• **Set exercise 1**: In the forum post about the migration problem, which two values from the AT were concatenated to create match points?
• **Set exercise 2**: From the forum post, reproduce the passage between "Custer, Mark mark.custer" and "the way to go.", inclusive.
--- Start Source ---
[Archivesspace_Users_Group] AT Migration problem with repository processing note

Custer, Mark mark.custer at yale.edu
Thu Feb 4 11:32:48 EST 2016


We had a need to do something similar as part of our migration (the migration was last year, which I only mention because my memory is a bit foggy about this now).  We used the second approach that Noah described:  creating match points by concatenating the resourceIdentifier + refId from the AT.  With this approach, we didn’t have any false matches, because the resource identifiers have to be unique in the AT, and the reference IDs have to be unique per resource, so I’d say that’s the way to go.
--- End Source ---
--- Start Dataset content ---
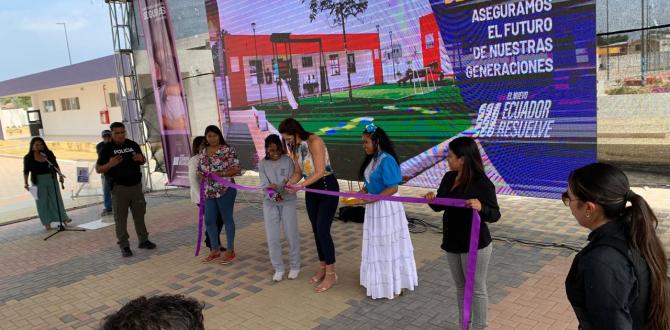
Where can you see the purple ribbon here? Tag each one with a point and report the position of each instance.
--- End Dataset content ---
• **Reply 1**: The resourceIdentifier and the refId.

• **Reply 2**:
Custer, Mark mark.custer at yale.edu
Thu Feb 4 11:32:48 EST 2016


We had a need to do something similar as part of our migration (the migration was last year, which I only mention because my memory is a bit foggy about this now).  We used the second approach that Noah described:  creating match points by concatenating the resourceIdentifier + refId from the AT.  With this approach, we didn’t have any false matches, because the resource identifiers have to be unique in the AT, and the reference IDs have to be unique per resource, so I’d say that’s the way to go.